» DATASET EXTRACT:

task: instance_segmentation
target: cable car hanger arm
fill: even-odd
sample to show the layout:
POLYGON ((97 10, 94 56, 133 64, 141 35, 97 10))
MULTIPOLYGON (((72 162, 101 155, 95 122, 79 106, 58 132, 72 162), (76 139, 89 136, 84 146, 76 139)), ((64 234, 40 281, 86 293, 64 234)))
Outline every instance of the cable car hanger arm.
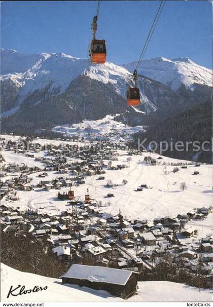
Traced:
POLYGON ((94 16, 93 19, 92 20, 92 23, 91 25, 92 26, 91 29, 92 29, 93 31, 93 40, 95 40, 95 34, 97 31, 97 20, 98 18, 99 15, 99 11, 100 9, 100 0, 98 1, 98 6, 97 8, 97 13, 95 16, 94 16))

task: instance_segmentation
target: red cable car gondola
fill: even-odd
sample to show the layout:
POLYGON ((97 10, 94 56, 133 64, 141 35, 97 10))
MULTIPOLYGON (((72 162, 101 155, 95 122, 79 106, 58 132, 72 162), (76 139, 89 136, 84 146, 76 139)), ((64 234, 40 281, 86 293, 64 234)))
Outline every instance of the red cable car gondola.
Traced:
POLYGON ((127 91, 127 105, 139 105, 140 92, 137 88, 137 73, 135 69, 133 73, 133 80, 135 82, 134 88, 129 88, 127 91))
POLYGON ((96 40, 95 38, 99 5, 100 2, 98 2, 97 15, 93 17, 91 28, 93 31, 93 39, 91 43, 90 58, 91 62, 95 64, 103 64, 106 61, 106 58, 105 41, 104 40, 96 40))
POLYGON ((90 200, 89 194, 86 194, 85 195, 85 203, 89 203, 90 200))
POLYGON ((68 197, 72 200, 74 198, 74 191, 68 191, 68 197))
POLYGON ((137 88, 130 88, 127 92, 127 105, 139 105, 140 92, 137 88))

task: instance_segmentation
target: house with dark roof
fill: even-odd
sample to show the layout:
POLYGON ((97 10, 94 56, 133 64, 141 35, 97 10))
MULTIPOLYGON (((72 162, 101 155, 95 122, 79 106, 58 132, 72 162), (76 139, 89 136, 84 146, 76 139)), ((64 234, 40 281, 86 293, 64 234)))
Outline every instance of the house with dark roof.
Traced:
POLYGON ((103 266, 73 264, 61 276, 62 284, 104 290, 127 299, 136 292, 138 273, 103 266))

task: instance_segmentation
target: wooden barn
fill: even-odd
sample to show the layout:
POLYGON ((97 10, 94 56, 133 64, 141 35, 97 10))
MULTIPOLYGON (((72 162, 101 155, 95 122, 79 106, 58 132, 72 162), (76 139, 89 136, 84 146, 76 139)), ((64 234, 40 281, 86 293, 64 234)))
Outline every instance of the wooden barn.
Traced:
POLYGON ((138 273, 111 267, 73 264, 60 278, 62 284, 104 290, 127 299, 136 292, 138 273))

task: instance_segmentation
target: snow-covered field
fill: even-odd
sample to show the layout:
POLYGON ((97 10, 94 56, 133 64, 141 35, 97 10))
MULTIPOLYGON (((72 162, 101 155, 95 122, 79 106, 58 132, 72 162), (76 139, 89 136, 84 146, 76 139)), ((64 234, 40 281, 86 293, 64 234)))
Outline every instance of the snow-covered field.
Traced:
MULTIPOLYGON (((212 205, 212 165, 201 165, 199 168, 189 165, 187 169, 180 168, 179 172, 173 173, 172 166, 152 166, 143 162, 145 156, 157 158, 159 155, 156 154, 144 152, 142 156, 132 156, 132 161, 127 162, 126 159, 129 156, 127 156, 126 152, 118 150, 118 152, 120 155, 118 156, 118 160, 113 161, 113 166, 125 164, 128 167, 119 170, 106 169, 104 180, 97 180, 99 177, 97 175, 86 177, 85 184, 74 187, 76 196, 80 196, 83 200, 88 188, 92 199, 101 201, 102 206, 100 209, 103 212, 117 214, 120 209, 122 214, 127 217, 148 220, 152 220, 157 216, 176 216, 180 213, 186 213, 195 207, 212 205), (165 167, 167 175, 164 174, 165 167), (200 174, 193 175, 194 171, 198 169, 200 174), (126 184, 122 184, 123 179, 127 180, 126 184), (112 188, 105 187, 109 180, 117 185, 112 188), (180 183, 183 181, 186 182, 187 185, 187 189, 184 191, 180 187, 180 183), (137 187, 143 184, 146 184, 149 188, 136 191, 137 187), (108 193, 113 193, 114 197, 106 198, 108 193)), ((7 162, 18 162, 38 166, 42 164, 34 161, 33 158, 11 151, 3 151, 3 155, 7 162)), ((161 163, 166 164, 181 162, 167 157, 162 158, 161 163)), ((72 160, 72 158, 70 159, 72 160)), ((108 163, 106 161, 104 162, 106 164, 108 163)), ((57 172, 48 172, 48 174, 47 179, 49 180, 61 176, 57 172)), ((36 173, 29 175, 33 178, 32 184, 38 183, 40 181, 38 175, 36 173)), ((72 177, 68 173, 63 176, 72 177)), ((62 190, 67 189, 63 188, 62 190)), ((21 203, 22 206, 27 206, 30 202, 33 207, 43 204, 52 210, 54 207, 55 209, 63 210, 67 208, 67 201, 57 200, 58 191, 55 189, 47 191, 38 188, 27 192, 18 190, 17 194, 20 201, 14 202, 14 205, 20 206, 21 203)), ((206 222, 204 220, 193 222, 200 224, 200 231, 203 231, 203 225, 207 223, 208 226, 206 226, 205 229, 207 233, 210 233, 212 227, 210 216, 208 217, 206 222)))
POLYGON ((133 133, 143 130, 143 126, 130 127, 114 120, 115 116, 107 115, 105 118, 97 121, 83 121, 80 124, 68 125, 58 126, 53 128, 55 132, 61 132, 65 135, 78 135, 80 137, 84 137, 86 139, 89 138, 90 135, 94 134, 103 139, 107 138, 112 141, 123 140, 125 135, 129 136, 133 133), (109 134, 111 135, 109 136, 109 134), (106 138, 106 136, 108 136, 106 138))
MULTIPOLYGON (((1 263, 1 301, 126 301, 112 296, 102 290, 95 290, 86 287, 61 284, 60 279, 49 278, 30 273, 21 272, 1 263), (26 289, 34 286, 46 290, 18 296, 7 296, 11 286, 25 285, 26 289)), ((137 295, 127 301, 211 301, 212 291, 169 282, 139 282, 137 295), (155 289, 153 291, 153 289, 155 289)))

» WRITTEN INSTRUCTION:
Show each line of the material above that contains the word "wooden", copying it in full.

» FINISHED TASK:
target: wooden barn
Outline every instance of the wooden barn.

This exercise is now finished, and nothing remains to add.